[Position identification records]
******************************
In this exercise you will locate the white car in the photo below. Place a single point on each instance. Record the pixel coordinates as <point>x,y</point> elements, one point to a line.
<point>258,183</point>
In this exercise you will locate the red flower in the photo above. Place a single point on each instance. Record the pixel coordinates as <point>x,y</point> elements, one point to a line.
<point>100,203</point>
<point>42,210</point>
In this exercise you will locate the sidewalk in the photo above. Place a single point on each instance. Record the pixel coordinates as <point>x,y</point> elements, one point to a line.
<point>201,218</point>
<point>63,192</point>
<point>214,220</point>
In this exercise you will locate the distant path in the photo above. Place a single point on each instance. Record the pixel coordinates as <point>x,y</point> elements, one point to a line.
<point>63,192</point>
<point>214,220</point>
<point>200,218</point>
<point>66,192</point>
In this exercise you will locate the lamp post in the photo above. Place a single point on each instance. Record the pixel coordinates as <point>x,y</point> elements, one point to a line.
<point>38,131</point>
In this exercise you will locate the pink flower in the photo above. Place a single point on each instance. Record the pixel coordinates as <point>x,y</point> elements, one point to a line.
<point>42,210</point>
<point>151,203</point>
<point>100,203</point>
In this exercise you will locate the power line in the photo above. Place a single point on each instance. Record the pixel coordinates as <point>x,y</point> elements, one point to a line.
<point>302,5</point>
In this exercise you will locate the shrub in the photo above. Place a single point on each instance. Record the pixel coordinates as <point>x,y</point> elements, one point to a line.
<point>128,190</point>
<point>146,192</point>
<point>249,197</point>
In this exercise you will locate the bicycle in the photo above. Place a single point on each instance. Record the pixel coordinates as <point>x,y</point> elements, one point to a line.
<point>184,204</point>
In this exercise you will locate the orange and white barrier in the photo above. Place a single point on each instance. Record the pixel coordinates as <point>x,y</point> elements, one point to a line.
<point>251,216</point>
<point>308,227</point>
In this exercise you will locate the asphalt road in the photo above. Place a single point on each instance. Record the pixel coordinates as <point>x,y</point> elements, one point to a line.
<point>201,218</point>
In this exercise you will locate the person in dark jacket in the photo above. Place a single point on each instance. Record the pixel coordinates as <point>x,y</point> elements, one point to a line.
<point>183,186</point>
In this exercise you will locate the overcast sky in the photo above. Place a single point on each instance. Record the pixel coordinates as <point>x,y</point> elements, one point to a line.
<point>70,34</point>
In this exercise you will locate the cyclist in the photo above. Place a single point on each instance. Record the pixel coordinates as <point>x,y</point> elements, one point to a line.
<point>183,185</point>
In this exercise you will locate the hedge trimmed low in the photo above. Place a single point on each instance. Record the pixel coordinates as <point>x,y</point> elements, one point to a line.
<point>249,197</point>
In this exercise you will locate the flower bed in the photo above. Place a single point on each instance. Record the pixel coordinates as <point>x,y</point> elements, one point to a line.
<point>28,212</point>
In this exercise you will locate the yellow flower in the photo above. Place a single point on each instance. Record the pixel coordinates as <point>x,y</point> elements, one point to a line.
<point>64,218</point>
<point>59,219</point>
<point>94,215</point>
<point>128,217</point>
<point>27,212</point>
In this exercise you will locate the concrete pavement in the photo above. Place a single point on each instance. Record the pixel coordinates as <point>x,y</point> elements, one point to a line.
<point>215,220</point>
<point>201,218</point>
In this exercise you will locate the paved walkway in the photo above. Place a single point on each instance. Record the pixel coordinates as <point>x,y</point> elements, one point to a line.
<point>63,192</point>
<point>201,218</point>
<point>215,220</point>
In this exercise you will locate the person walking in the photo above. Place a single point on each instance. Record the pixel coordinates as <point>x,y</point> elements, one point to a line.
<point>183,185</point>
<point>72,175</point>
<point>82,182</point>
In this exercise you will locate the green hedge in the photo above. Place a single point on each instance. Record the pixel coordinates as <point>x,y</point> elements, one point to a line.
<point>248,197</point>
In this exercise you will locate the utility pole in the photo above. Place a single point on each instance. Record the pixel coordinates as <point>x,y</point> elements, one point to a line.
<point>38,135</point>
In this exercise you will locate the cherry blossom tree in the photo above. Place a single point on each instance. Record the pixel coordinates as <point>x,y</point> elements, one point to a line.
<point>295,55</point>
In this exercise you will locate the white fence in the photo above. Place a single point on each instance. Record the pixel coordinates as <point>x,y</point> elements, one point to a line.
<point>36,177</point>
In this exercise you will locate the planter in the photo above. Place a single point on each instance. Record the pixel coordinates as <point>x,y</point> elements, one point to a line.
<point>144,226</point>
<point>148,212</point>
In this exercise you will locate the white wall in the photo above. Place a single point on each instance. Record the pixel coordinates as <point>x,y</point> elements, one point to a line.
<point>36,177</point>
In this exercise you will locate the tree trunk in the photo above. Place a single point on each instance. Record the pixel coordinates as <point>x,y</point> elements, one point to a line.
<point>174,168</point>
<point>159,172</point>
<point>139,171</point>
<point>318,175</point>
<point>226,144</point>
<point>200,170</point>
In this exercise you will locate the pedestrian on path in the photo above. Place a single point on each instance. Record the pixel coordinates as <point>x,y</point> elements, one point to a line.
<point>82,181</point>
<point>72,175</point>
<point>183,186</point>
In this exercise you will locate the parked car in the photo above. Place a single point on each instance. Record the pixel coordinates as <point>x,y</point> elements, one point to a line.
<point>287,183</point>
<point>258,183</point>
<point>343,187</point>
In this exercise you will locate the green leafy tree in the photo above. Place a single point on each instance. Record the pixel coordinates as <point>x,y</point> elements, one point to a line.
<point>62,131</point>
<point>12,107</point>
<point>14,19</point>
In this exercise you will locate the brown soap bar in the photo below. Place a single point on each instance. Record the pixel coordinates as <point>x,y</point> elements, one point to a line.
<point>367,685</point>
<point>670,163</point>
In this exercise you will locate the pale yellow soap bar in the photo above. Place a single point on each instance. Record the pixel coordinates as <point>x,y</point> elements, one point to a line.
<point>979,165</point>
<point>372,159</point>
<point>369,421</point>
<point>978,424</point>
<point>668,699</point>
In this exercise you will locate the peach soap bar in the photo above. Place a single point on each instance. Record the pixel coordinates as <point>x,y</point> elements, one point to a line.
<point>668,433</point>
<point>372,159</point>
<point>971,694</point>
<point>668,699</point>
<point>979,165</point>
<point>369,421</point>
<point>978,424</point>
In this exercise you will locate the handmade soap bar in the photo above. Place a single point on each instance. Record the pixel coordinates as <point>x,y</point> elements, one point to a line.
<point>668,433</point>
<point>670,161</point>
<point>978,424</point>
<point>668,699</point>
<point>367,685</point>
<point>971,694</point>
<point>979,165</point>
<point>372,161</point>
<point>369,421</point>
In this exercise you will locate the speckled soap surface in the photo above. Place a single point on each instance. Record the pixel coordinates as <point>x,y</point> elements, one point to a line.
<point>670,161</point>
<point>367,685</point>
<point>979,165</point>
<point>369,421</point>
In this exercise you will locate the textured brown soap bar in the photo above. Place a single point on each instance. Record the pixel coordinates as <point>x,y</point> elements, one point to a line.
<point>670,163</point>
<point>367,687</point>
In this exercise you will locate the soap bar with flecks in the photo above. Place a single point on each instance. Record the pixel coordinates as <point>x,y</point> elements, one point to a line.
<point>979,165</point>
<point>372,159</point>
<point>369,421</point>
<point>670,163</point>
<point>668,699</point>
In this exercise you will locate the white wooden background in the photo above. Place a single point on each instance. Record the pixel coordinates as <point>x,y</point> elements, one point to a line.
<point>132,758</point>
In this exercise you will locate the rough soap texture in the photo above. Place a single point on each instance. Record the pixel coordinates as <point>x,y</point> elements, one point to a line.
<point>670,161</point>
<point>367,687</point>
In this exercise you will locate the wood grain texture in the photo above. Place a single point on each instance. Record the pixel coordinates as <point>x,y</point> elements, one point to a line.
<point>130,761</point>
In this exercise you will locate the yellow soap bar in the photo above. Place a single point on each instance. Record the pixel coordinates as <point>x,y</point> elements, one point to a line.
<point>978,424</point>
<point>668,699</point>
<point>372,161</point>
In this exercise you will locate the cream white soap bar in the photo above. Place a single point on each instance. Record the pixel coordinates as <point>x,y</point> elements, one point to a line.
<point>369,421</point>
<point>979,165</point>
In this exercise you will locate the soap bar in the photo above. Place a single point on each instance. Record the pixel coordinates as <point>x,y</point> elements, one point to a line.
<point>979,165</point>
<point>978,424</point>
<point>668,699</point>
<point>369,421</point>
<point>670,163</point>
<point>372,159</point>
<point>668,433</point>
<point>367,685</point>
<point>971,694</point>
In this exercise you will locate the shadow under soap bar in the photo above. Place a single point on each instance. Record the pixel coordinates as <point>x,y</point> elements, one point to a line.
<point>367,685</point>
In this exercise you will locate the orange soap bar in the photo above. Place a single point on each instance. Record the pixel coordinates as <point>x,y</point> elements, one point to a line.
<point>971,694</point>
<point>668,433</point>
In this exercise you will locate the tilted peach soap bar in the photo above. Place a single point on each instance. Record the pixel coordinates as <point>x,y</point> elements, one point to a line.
******************************
▶ **Problem requirements**
Reproduce the records from the line that contains "In this exercise you will locate the flower" up to and including the line that contains "<point>28,212</point>", scaling each coordinate in the answers by 0.65 and rounding to a whole number with halves rounded up. Keep every other part of those lines unchanged.

▶ **Reply to the task**
In this exercise you will locate the flower bed in the photo above. Place a single point on each instance. Record the pixel coordinates as <point>x,y</point> elements, one point to a line.
<point>18,138</point>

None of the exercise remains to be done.